TASK PROMPT - The answer is to be an exact copy of the lines below running from the line with "Target: shirt collar" down to the line with "Target: red pot with lid", both ends included, and nothing more.

RECORDS -
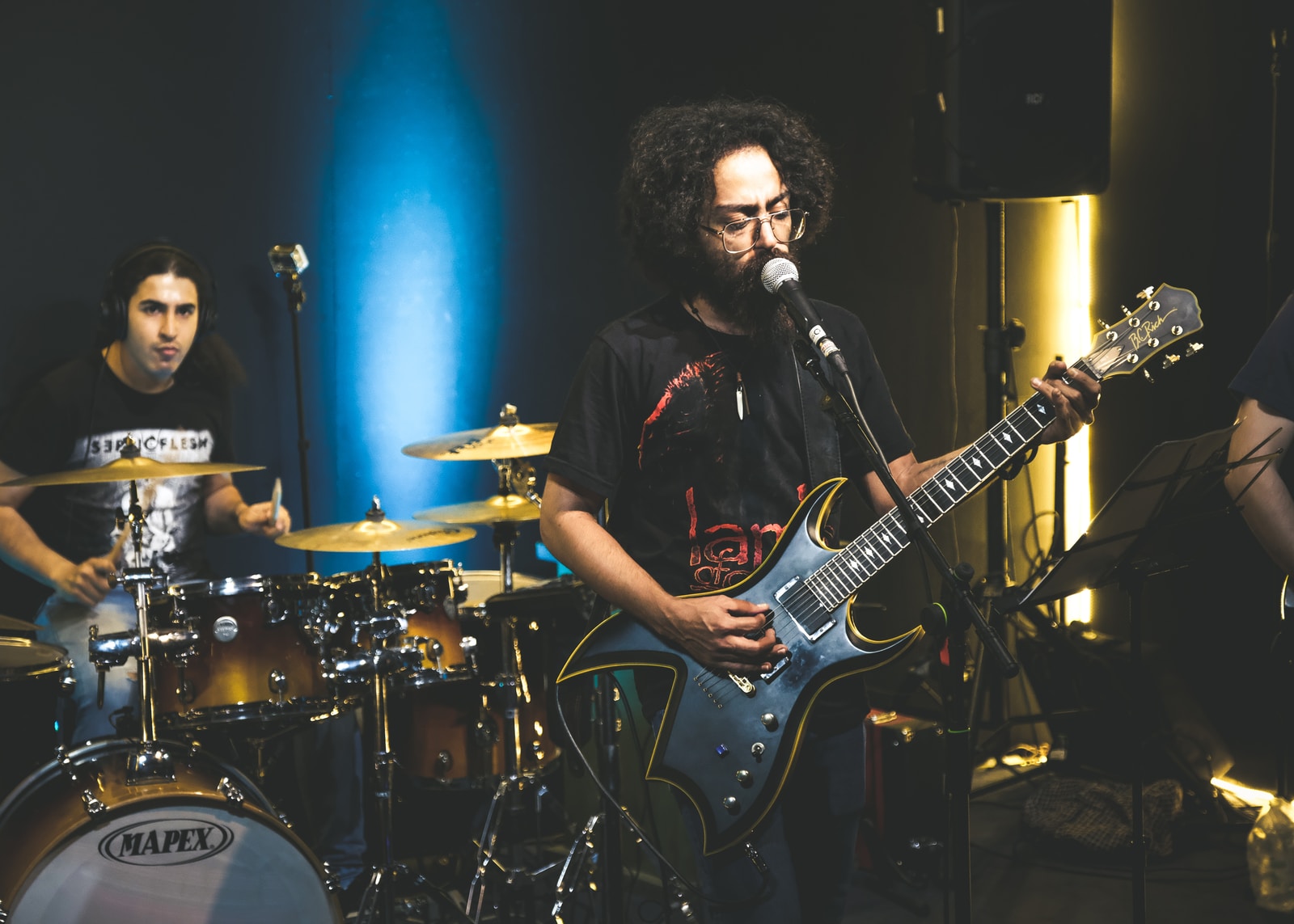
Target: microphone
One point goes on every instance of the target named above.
(288, 258)
(782, 278)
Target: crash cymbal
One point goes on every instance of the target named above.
(129, 469)
(498, 508)
(375, 534)
(505, 441)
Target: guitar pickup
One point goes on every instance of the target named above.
(812, 635)
(743, 684)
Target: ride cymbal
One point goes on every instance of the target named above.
(509, 441)
(375, 534)
(498, 508)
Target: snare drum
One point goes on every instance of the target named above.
(259, 658)
(32, 676)
(81, 844)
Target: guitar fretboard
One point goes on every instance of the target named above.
(832, 584)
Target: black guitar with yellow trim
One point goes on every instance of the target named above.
(729, 742)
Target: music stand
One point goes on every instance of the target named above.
(1140, 532)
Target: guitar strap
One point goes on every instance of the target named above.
(822, 441)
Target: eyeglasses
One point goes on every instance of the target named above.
(738, 237)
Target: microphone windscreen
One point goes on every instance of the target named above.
(778, 271)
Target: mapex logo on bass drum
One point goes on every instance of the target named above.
(166, 842)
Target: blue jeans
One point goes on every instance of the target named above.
(338, 752)
(68, 626)
(806, 842)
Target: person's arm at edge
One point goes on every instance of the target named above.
(23, 549)
(1267, 506)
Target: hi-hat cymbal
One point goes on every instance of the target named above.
(498, 508)
(375, 534)
(129, 469)
(491, 443)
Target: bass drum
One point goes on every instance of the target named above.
(81, 844)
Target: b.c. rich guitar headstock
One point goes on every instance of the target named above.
(1166, 316)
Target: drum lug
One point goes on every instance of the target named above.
(149, 766)
(469, 646)
(92, 805)
(226, 629)
(184, 689)
(332, 881)
(226, 788)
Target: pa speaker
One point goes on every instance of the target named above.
(1017, 103)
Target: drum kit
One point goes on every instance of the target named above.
(125, 829)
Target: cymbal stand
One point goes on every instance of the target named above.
(378, 904)
(506, 800)
(149, 762)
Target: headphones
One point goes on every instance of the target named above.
(114, 304)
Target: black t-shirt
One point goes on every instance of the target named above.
(78, 417)
(699, 496)
(1268, 374)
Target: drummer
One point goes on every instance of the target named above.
(159, 376)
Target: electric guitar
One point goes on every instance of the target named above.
(729, 742)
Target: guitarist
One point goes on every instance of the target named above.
(692, 417)
(1266, 386)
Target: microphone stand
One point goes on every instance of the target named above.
(295, 299)
(962, 612)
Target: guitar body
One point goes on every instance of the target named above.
(716, 742)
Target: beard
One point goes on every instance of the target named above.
(738, 295)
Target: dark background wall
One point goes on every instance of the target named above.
(232, 126)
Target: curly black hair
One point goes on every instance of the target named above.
(670, 179)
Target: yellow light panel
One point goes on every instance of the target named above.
(1078, 338)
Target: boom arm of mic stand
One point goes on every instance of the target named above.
(856, 424)
(295, 299)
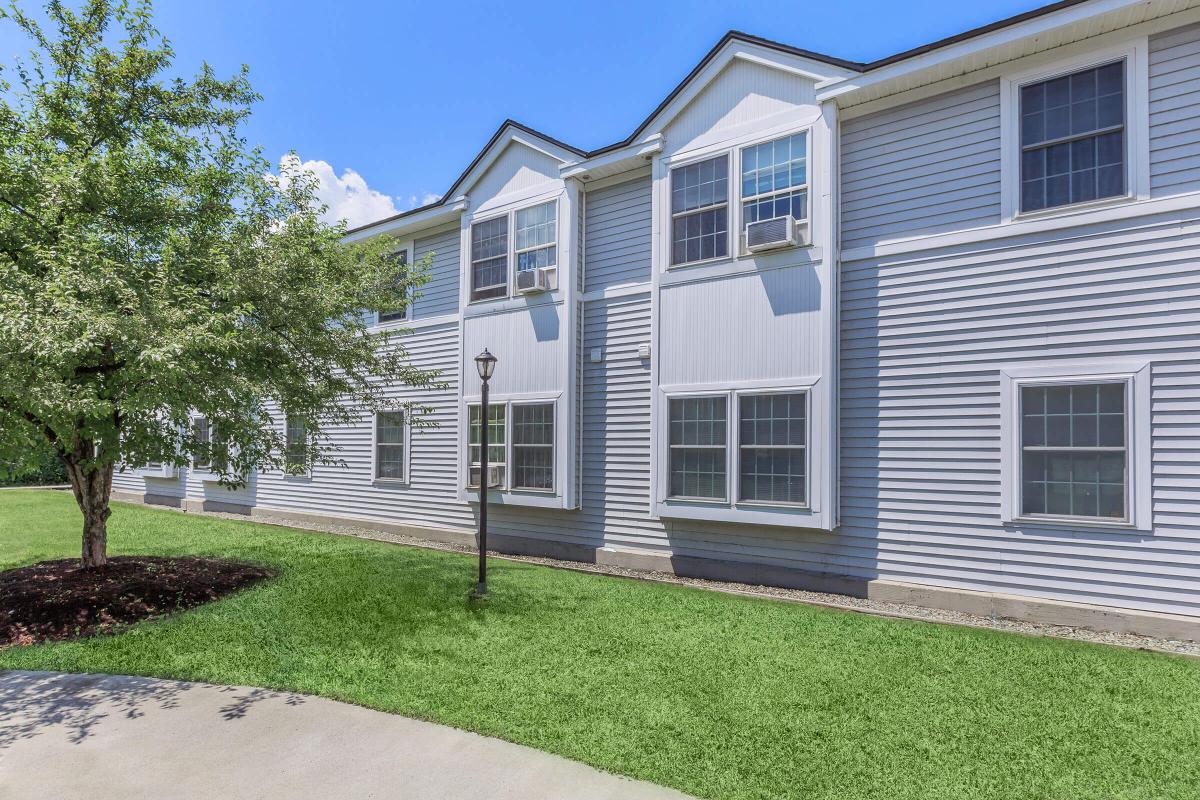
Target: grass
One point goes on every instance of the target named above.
(718, 696)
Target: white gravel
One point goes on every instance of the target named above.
(879, 608)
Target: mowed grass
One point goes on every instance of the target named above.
(718, 696)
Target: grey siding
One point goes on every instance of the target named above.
(618, 235)
(924, 337)
(441, 294)
(1175, 112)
(925, 167)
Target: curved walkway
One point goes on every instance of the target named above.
(102, 737)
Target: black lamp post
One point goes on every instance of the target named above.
(485, 362)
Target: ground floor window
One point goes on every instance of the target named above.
(1074, 459)
(389, 447)
(766, 447)
(533, 446)
(497, 445)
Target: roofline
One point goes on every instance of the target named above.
(736, 36)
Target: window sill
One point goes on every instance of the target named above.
(750, 513)
(1073, 209)
(1116, 527)
(527, 498)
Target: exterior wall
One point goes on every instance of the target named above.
(1175, 112)
(618, 240)
(924, 337)
(925, 167)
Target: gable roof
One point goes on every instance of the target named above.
(730, 37)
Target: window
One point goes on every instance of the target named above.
(1073, 138)
(400, 258)
(535, 233)
(297, 455)
(772, 438)
(700, 211)
(697, 434)
(774, 180)
(209, 437)
(1074, 450)
(496, 444)
(490, 259)
(201, 433)
(389, 453)
(533, 446)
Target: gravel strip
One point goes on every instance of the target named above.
(879, 608)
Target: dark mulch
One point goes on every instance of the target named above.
(58, 600)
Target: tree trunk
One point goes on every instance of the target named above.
(93, 491)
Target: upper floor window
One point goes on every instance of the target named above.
(1073, 138)
(490, 258)
(400, 258)
(537, 232)
(774, 180)
(700, 215)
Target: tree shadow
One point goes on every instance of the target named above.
(33, 703)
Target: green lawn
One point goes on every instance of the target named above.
(715, 695)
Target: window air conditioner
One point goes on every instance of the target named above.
(769, 234)
(534, 281)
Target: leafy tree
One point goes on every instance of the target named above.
(151, 268)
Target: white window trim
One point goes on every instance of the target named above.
(508, 494)
(733, 210)
(408, 248)
(732, 509)
(1137, 377)
(1134, 53)
(375, 450)
(561, 235)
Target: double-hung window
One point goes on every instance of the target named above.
(400, 258)
(774, 180)
(766, 449)
(700, 212)
(497, 445)
(1074, 450)
(389, 446)
(533, 446)
(490, 258)
(295, 456)
(772, 447)
(535, 234)
(697, 447)
(1073, 138)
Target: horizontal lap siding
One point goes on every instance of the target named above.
(923, 340)
(441, 294)
(1175, 112)
(924, 167)
(431, 498)
(618, 235)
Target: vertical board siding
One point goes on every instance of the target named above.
(618, 235)
(1175, 112)
(441, 294)
(925, 167)
(923, 340)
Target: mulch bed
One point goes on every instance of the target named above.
(58, 600)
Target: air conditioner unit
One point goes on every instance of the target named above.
(495, 477)
(534, 281)
(769, 234)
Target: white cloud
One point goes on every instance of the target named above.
(347, 197)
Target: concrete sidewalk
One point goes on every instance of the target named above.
(107, 737)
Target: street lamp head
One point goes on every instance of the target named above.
(486, 364)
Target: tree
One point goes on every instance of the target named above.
(151, 268)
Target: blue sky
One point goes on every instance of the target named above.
(405, 94)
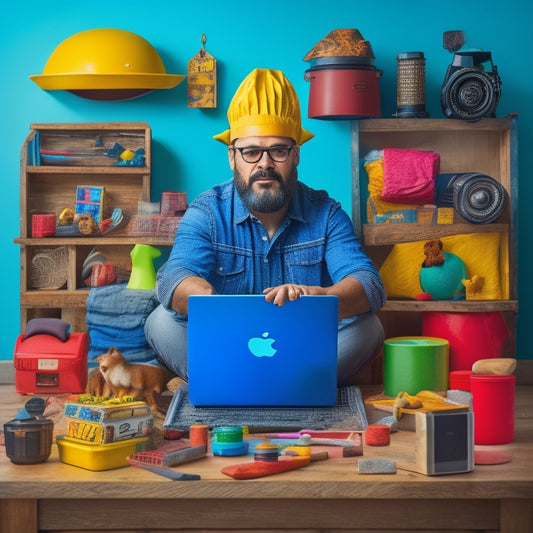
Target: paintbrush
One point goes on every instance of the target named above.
(165, 471)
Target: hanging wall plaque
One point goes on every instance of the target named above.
(202, 79)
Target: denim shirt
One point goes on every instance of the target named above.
(219, 240)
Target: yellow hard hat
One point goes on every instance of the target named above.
(265, 104)
(105, 58)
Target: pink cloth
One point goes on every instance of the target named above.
(409, 175)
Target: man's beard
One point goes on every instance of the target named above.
(269, 199)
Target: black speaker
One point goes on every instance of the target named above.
(444, 442)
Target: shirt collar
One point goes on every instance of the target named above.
(296, 207)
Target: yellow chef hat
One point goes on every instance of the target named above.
(265, 104)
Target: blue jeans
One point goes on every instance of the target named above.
(359, 341)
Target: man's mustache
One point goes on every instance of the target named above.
(268, 173)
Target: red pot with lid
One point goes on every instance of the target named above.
(343, 81)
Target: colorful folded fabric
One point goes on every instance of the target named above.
(409, 175)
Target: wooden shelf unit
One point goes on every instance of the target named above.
(488, 146)
(49, 188)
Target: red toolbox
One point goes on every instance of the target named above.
(45, 363)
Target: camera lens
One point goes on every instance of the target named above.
(470, 94)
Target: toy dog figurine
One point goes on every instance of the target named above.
(116, 377)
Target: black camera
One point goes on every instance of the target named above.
(471, 88)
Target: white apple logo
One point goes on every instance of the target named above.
(262, 346)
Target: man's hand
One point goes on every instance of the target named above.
(290, 291)
(352, 297)
(190, 285)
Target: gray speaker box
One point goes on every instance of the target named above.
(444, 443)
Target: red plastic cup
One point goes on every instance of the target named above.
(493, 406)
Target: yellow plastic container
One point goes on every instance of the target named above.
(103, 457)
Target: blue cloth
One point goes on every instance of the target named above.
(115, 317)
(219, 240)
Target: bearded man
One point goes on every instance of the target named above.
(265, 232)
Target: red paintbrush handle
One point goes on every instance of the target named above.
(264, 468)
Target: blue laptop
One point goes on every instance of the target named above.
(244, 351)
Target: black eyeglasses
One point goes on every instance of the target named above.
(253, 154)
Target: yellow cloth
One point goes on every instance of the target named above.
(430, 401)
(484, 255)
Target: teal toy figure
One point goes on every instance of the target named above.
(143, 270)
(442, 273)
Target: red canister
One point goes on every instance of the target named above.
(343, 91)
(472, 336)
(493, 406)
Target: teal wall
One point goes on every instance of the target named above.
(243, 35)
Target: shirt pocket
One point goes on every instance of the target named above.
(229, 272)
(304, 264)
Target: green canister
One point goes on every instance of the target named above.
(413, 364)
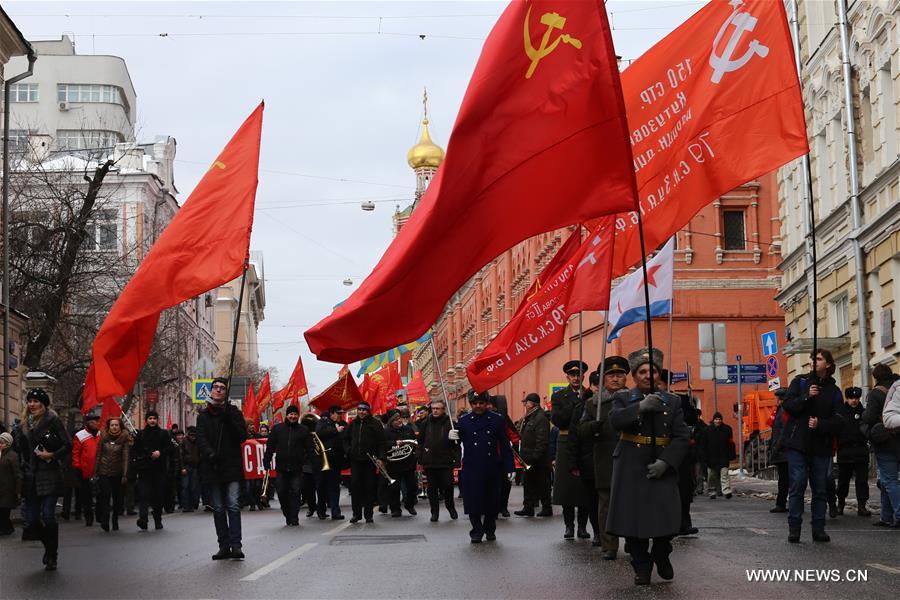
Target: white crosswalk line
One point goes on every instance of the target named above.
(278, 562)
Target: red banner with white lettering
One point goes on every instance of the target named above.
(539, 325)
(713, 105)
(252, 452)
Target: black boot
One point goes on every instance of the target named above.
(50, 539)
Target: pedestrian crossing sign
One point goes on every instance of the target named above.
(201, 389)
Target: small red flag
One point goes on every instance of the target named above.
(540, 143)
(263, 395)
(249, 407)
(539, 324)
(714, 104)
(204, 246)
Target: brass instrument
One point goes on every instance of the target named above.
(380, 471)
(519, 458)
(320, 450)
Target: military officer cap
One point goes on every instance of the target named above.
(614, 364)
(573, 367)
(483, 396)
(642, 357)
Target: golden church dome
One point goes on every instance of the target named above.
(426, 153)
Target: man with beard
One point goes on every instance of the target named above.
(653, 440)
(292, 445)
(487, 456)
(535, 442)
(568, 489)
(365, 440)
(438, 455)
(151, 452)
(605, 438)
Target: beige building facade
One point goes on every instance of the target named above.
(875, 90)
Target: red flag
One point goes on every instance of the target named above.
(416, 391)
(540, 143)
(263, 395)
(713, 105)
(539, 324)
(249, 406)
(204, 246)
(343, 392)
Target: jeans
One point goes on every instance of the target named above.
(803, 469)
(329, 492)
(190, 489)
(288, 485)
(889, 475)
(784, 480)
(226, 512)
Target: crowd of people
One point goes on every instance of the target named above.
(626, 461)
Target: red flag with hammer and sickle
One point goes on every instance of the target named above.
(540, 143)
(713, 105)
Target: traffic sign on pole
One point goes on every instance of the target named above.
(770, 343)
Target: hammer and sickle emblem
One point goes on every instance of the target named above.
(725, 63)
(551, 21)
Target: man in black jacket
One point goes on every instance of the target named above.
(400, 460)
(330, 430)
(220, 432)
(812, 401)
(438, 455)
(886, 445)
(150, 455)
(365, 440)
(853, 454)
(292, 443)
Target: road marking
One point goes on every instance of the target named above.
(338, 529)
(884, 568)
(278, 563)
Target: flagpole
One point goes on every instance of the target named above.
(437, 369)
(602, 360)
(812, 281)
(649, 330)
(237, 324)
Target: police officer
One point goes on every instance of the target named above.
(487, 456)
(653, 441)
(568, 490)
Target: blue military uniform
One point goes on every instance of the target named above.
(487, 457)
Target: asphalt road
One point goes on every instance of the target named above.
(413, 558)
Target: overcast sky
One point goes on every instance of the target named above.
(343, 85)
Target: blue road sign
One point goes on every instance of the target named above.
(770, 343)
(772, 367)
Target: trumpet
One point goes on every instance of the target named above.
(382, 472)
(320, 450)
(520, 459)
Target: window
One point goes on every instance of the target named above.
(23, 92)
(86, 139)
(83, 92)
(103, 232)
(734, 230)
(840, 315)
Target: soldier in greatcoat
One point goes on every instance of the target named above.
(568, 489)
(653, 440)
(487, 456)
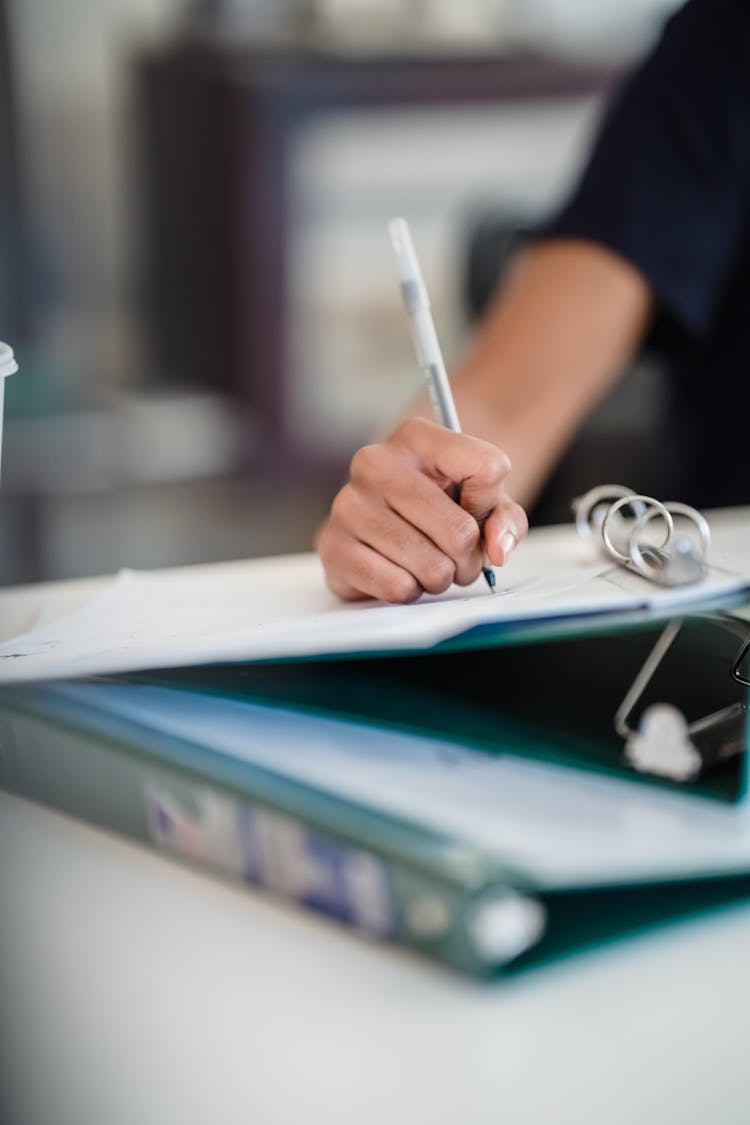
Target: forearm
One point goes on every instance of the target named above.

ANSWER SPACE -
Target: shirt collar
One point goes on every instance of the target named above.
(296, 207)
Target: yellow chef hat
One point goes on every instance of the target named above.
(265, 104)
Target: blue jeans
One point goes on every instance of the target named above.
(359, 341)
Target: man's mustache
One point goes on every instance of the target named above.
(268, 173)
Target: red pot with lid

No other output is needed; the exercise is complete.